* [REQUIREMENT] Which lines in the records contain the word "stem"? Find each one and copy it out in full, treating uppercase and lowercase as different.

* [INPUT MATERIAL]
-------------------------

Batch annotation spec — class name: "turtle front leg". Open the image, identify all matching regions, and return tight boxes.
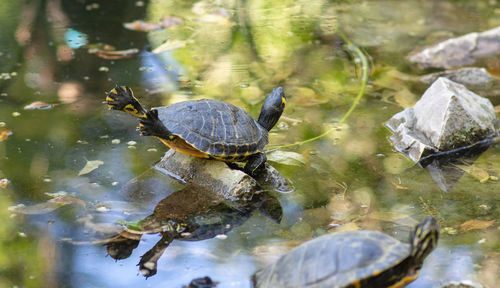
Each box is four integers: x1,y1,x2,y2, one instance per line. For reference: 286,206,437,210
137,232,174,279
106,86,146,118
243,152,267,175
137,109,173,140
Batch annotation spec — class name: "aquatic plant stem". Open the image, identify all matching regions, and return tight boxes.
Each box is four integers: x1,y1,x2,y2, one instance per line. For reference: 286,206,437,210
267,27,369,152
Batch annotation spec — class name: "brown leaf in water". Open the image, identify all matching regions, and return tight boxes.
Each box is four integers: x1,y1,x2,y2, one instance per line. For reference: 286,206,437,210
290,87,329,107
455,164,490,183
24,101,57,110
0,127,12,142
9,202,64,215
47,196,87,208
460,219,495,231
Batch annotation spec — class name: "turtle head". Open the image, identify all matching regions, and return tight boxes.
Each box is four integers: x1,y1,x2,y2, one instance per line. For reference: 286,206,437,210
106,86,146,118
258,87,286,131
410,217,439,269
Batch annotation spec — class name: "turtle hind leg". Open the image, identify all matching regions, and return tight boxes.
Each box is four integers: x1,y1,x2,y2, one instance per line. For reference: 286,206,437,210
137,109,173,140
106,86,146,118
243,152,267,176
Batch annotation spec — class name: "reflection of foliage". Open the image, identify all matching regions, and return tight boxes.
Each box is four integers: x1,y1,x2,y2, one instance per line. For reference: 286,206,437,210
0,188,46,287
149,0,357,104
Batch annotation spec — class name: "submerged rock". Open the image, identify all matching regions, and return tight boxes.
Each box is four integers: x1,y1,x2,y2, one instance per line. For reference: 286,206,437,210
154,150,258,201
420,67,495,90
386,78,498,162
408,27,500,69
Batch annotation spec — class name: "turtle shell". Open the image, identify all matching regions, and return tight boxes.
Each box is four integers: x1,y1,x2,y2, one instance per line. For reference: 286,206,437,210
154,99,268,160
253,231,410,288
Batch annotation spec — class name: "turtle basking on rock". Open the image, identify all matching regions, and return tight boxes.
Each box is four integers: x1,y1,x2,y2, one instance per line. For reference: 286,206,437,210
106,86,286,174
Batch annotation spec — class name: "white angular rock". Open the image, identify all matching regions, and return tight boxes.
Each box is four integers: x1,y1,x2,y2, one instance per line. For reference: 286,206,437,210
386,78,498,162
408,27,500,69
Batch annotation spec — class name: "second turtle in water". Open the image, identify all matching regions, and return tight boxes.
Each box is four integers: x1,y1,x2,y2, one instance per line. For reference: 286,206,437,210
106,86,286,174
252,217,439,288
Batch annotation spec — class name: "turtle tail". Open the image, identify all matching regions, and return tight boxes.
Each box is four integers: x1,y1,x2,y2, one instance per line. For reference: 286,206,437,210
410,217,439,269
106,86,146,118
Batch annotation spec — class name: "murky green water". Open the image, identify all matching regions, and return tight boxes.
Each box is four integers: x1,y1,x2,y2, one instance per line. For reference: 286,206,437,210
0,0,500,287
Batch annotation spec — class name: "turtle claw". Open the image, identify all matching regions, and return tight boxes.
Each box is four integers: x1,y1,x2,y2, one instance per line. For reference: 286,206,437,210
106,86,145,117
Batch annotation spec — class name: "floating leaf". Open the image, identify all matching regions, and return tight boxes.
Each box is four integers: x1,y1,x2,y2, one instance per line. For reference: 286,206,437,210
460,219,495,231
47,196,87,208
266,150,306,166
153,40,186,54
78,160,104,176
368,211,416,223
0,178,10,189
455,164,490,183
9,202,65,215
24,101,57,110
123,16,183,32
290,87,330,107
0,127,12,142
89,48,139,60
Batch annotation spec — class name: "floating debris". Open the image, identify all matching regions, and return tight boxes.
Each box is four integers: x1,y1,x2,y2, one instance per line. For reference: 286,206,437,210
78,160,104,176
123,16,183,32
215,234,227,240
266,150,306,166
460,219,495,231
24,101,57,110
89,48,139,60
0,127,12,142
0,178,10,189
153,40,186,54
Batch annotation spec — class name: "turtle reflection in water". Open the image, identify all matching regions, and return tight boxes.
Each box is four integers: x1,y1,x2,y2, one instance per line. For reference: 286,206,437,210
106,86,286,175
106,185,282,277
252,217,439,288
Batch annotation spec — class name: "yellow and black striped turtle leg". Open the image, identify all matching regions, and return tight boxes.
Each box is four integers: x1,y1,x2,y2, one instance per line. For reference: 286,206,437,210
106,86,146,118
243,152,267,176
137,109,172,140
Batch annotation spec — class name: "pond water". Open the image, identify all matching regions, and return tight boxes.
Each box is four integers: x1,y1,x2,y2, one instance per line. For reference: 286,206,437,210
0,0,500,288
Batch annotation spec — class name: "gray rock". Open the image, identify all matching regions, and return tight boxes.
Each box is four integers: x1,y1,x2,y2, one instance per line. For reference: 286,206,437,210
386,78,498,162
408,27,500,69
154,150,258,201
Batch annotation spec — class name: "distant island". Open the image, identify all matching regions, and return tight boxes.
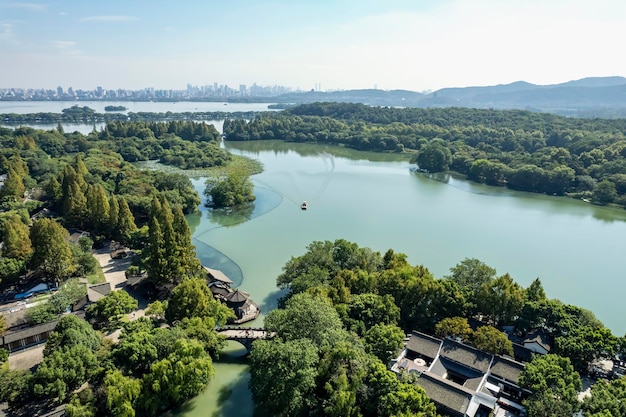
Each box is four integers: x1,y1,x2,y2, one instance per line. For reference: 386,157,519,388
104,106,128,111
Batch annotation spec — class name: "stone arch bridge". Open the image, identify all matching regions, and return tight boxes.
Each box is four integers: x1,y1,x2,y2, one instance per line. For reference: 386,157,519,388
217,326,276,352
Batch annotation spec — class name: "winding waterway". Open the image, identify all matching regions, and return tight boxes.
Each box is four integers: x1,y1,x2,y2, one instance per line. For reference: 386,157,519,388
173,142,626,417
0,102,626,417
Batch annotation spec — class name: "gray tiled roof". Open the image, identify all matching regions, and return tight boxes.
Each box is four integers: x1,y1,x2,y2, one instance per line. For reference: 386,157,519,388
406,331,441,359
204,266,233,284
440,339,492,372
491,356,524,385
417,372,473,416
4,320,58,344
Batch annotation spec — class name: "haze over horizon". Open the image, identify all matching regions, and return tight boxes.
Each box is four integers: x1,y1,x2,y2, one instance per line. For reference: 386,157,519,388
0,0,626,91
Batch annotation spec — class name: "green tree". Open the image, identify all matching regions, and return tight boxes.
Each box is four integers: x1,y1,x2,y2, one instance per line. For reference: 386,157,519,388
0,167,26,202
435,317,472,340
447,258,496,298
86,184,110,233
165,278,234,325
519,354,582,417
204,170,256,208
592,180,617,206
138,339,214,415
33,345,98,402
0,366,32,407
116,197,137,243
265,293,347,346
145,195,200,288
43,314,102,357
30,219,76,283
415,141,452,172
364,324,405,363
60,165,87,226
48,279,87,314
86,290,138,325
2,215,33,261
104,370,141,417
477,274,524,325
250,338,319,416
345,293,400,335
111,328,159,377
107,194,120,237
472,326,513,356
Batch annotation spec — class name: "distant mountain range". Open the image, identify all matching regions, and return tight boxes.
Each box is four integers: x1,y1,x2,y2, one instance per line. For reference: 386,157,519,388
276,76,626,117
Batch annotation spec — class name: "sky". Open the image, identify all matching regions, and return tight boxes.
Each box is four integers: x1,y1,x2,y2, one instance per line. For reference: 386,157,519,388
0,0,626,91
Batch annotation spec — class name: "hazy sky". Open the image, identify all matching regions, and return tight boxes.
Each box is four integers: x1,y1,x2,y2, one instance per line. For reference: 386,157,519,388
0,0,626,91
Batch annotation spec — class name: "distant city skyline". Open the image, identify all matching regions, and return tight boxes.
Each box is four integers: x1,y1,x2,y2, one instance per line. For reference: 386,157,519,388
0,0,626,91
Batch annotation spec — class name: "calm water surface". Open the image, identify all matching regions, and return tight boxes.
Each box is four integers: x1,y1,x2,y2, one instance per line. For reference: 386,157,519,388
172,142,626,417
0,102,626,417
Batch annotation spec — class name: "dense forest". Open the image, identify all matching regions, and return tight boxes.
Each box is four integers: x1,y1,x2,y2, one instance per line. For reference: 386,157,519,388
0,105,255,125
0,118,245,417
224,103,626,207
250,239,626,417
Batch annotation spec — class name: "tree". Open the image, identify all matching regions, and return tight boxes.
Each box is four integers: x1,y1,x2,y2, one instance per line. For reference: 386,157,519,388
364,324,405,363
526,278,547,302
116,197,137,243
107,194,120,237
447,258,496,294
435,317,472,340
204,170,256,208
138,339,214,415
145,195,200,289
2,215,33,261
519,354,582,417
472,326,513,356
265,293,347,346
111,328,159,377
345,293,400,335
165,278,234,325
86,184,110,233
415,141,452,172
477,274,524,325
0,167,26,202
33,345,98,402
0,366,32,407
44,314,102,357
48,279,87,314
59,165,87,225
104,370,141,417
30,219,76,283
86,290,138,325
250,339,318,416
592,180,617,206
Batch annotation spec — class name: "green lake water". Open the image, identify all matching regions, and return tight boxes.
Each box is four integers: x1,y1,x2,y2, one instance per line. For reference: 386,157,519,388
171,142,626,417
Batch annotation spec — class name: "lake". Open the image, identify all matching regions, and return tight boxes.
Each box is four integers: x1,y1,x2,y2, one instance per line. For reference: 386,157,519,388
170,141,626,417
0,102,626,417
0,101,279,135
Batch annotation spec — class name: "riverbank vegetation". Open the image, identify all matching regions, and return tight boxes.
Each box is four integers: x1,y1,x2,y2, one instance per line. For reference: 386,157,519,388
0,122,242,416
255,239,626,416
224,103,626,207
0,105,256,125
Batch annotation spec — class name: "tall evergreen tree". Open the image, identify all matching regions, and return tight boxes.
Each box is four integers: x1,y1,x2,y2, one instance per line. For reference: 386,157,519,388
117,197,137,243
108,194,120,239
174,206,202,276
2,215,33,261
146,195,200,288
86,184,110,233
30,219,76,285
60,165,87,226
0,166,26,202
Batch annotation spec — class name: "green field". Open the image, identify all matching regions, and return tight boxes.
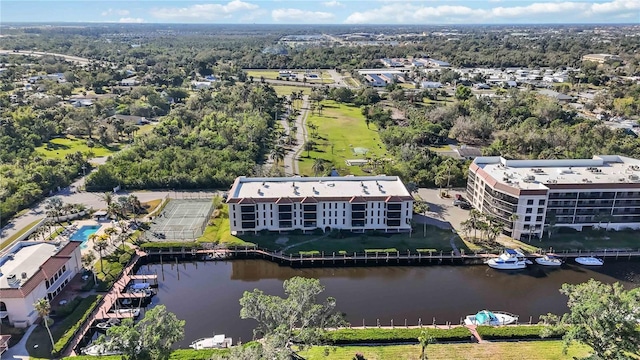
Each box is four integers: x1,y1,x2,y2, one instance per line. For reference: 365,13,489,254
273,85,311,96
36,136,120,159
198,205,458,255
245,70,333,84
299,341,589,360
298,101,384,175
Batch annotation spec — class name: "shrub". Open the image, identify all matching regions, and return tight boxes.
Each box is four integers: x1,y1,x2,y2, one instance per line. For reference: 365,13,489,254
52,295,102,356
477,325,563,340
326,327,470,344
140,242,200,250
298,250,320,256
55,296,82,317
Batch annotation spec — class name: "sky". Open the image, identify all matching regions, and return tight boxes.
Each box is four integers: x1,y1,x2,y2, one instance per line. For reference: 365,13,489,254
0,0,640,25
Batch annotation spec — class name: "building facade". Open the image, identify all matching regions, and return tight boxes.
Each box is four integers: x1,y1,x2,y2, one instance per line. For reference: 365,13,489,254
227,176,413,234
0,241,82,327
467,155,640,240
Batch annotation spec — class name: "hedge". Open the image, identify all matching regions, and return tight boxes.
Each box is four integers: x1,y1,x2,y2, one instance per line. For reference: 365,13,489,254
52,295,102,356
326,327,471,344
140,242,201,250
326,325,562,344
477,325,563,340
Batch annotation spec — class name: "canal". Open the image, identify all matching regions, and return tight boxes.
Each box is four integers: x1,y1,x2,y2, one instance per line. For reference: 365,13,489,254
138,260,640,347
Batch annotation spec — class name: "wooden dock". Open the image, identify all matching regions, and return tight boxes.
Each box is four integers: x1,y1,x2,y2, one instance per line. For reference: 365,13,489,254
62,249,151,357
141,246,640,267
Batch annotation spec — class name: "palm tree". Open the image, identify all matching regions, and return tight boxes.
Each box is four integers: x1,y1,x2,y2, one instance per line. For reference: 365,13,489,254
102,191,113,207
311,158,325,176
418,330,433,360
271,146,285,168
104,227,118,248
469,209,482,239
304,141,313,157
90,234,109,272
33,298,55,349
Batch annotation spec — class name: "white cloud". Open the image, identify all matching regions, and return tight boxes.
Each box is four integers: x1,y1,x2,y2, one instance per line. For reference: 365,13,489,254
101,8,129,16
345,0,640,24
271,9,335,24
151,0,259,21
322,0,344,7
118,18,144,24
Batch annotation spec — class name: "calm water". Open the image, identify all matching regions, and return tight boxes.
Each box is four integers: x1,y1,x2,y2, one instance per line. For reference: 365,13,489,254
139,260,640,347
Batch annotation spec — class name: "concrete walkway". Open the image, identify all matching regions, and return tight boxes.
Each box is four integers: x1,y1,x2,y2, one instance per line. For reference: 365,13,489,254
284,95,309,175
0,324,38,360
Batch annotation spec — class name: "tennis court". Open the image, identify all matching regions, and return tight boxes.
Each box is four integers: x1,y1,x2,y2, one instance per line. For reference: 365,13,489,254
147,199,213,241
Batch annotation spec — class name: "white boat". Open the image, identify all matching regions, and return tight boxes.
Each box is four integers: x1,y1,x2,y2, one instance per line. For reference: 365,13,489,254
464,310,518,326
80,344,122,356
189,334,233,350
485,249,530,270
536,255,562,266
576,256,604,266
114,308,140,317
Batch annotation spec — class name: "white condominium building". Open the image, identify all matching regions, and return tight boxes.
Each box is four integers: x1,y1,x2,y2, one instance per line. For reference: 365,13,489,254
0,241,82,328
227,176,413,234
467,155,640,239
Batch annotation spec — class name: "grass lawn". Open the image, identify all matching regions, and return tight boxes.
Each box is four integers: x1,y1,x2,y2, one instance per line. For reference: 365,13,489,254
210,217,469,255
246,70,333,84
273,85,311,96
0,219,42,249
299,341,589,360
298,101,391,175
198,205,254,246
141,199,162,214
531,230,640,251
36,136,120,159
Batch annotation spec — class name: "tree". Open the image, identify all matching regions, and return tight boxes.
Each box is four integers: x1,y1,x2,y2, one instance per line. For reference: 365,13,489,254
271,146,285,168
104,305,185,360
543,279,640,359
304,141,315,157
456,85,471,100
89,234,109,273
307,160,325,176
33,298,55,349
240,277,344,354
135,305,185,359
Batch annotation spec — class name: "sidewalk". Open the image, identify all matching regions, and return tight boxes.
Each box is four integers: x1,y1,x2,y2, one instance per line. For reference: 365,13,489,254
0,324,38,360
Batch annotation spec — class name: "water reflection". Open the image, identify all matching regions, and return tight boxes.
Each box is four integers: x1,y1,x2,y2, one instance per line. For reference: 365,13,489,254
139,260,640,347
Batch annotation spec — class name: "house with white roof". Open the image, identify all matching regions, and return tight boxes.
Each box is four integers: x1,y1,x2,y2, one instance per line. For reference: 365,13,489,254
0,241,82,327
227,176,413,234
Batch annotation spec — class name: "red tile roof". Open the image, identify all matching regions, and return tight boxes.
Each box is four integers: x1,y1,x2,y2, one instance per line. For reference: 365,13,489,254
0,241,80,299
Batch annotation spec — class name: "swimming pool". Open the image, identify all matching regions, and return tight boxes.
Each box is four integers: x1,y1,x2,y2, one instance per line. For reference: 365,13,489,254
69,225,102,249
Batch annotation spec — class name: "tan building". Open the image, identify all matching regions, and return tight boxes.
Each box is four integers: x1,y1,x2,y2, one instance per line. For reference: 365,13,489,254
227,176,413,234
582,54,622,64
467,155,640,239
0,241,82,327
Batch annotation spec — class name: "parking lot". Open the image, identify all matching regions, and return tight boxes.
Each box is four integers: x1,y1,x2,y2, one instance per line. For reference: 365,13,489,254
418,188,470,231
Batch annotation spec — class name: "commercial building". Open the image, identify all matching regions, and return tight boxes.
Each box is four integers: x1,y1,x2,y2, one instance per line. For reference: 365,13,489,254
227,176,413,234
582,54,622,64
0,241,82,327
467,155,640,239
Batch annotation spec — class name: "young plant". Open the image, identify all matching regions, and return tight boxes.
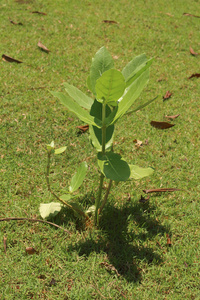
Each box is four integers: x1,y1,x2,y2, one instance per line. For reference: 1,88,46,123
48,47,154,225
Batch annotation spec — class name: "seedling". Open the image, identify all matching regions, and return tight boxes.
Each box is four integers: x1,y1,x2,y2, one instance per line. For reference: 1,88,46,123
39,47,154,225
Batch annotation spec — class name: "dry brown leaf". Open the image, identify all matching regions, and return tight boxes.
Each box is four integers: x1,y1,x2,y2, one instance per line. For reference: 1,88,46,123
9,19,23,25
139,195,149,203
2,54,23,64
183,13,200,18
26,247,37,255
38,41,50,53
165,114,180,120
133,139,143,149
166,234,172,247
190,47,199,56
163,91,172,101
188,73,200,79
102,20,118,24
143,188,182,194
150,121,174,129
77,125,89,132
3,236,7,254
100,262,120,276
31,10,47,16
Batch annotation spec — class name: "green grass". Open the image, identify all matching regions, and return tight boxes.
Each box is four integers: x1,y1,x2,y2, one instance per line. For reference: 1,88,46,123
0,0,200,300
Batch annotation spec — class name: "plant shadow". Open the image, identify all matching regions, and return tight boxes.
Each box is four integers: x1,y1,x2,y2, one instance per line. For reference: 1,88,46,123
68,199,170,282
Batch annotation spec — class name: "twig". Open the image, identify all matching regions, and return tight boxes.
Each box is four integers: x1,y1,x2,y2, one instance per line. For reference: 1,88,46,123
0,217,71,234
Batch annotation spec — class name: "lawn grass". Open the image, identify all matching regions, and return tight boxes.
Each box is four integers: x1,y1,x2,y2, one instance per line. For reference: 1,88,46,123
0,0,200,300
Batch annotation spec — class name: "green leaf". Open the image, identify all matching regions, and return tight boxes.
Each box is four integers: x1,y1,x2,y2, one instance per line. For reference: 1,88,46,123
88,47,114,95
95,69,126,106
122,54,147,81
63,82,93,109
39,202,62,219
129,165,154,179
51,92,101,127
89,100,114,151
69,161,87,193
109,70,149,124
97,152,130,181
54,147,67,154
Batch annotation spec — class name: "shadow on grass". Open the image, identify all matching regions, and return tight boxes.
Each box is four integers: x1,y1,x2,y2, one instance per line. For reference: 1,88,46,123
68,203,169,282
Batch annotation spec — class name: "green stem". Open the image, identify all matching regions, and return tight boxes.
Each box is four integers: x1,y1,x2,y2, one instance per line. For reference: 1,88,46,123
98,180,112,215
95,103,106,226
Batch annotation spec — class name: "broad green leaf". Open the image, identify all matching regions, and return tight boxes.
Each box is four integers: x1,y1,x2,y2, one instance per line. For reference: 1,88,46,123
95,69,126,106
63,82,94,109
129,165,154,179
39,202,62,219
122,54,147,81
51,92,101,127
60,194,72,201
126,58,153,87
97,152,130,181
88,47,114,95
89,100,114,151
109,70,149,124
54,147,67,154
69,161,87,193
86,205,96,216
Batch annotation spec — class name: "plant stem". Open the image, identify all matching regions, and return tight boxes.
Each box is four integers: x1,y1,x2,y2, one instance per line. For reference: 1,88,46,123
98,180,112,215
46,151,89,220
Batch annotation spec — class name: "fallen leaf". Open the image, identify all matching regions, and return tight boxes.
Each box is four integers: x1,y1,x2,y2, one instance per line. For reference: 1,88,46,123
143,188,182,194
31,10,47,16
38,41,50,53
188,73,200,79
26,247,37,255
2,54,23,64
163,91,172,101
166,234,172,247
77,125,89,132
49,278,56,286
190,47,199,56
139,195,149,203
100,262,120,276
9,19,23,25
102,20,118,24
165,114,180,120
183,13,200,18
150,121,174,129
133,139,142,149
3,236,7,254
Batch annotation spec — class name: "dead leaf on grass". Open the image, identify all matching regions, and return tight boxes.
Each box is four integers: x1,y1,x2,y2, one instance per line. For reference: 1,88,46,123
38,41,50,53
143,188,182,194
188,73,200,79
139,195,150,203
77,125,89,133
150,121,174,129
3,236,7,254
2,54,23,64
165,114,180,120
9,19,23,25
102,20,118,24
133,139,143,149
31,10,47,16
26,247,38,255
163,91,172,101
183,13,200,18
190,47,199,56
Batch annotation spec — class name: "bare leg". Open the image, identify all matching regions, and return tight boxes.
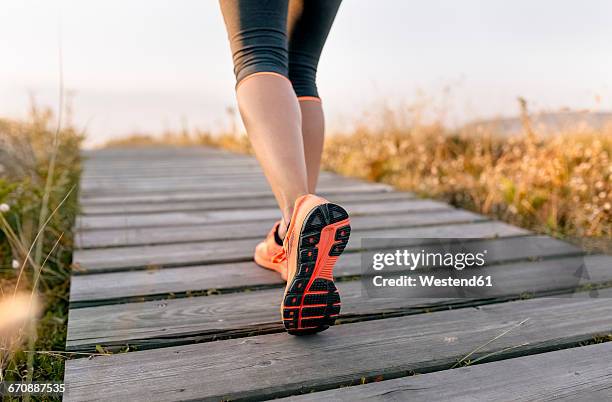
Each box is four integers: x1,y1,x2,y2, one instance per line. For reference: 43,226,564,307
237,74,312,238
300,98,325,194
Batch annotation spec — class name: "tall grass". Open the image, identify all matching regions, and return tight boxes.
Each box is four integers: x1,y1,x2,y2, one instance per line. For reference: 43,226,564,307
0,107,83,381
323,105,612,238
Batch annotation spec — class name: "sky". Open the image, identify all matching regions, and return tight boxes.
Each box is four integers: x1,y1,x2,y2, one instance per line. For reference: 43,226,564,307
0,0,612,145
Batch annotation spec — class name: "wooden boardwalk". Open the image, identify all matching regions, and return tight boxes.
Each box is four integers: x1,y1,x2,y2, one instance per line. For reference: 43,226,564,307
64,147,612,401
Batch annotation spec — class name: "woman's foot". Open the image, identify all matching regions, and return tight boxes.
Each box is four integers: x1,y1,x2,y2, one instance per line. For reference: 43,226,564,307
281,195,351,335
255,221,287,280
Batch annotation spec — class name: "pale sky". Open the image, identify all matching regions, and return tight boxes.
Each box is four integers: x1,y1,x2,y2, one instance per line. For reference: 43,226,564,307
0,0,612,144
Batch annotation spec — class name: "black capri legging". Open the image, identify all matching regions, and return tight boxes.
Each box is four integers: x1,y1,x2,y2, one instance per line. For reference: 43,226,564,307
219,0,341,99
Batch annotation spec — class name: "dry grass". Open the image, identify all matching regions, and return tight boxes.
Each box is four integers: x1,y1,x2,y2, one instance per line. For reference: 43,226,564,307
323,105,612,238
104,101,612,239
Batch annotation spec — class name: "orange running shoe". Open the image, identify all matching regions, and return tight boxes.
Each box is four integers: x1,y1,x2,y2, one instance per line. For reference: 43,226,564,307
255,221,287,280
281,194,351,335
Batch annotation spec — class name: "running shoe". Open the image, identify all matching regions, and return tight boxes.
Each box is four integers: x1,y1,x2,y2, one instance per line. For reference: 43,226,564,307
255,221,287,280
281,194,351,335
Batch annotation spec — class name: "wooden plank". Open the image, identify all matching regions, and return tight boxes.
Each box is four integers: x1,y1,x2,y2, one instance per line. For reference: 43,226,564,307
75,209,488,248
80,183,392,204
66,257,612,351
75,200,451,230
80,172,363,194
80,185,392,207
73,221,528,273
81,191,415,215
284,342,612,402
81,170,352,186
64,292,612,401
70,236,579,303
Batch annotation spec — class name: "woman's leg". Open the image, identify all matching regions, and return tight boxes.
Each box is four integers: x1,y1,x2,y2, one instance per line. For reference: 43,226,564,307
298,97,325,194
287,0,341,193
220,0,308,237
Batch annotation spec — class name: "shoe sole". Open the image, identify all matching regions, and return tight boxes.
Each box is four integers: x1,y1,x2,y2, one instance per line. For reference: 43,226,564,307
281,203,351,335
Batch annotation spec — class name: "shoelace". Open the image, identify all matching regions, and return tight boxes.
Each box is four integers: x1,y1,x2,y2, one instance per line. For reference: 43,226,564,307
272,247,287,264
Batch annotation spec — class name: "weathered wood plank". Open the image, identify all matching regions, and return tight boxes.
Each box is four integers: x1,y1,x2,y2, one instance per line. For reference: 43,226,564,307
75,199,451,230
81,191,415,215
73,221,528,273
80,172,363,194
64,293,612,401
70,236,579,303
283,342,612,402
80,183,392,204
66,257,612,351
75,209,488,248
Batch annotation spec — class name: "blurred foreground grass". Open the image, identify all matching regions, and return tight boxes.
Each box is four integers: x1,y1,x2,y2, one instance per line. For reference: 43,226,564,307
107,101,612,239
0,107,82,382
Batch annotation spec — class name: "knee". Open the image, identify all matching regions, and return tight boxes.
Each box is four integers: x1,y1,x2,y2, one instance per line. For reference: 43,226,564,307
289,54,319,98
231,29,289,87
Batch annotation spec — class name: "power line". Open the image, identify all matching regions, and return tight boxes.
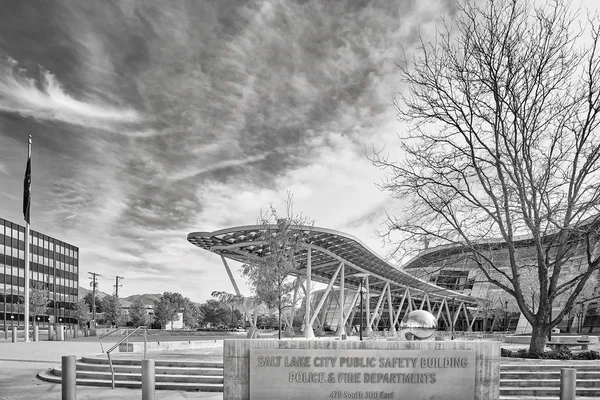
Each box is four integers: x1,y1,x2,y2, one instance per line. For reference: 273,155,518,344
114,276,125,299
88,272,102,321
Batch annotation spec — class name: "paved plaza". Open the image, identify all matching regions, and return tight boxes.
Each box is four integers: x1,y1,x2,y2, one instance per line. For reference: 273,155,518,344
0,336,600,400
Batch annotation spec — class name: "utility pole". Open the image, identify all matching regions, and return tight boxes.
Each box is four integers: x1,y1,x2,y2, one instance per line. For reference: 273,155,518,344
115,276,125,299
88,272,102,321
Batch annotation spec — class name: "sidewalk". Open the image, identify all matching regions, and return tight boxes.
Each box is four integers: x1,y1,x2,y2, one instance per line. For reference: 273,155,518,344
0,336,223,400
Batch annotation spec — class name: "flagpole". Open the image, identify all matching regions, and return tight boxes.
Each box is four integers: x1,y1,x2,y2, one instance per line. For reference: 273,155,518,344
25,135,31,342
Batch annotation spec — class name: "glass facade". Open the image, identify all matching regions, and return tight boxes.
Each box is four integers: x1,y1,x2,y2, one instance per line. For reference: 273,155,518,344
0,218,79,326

-------------------------

* [RESPONSE TO THIS TASK]
Batch annotation spec — class name: "aquatic plant stem". Open the image, identify all matching regions, and return tight boxes.
Batch annotation spec — class name: "green stem". Open the image, identify all matching regions, and return tight boxes.
Batch annotation spec — class name: "plant stem". Open the image, identify all matching regions, and return tight boxes.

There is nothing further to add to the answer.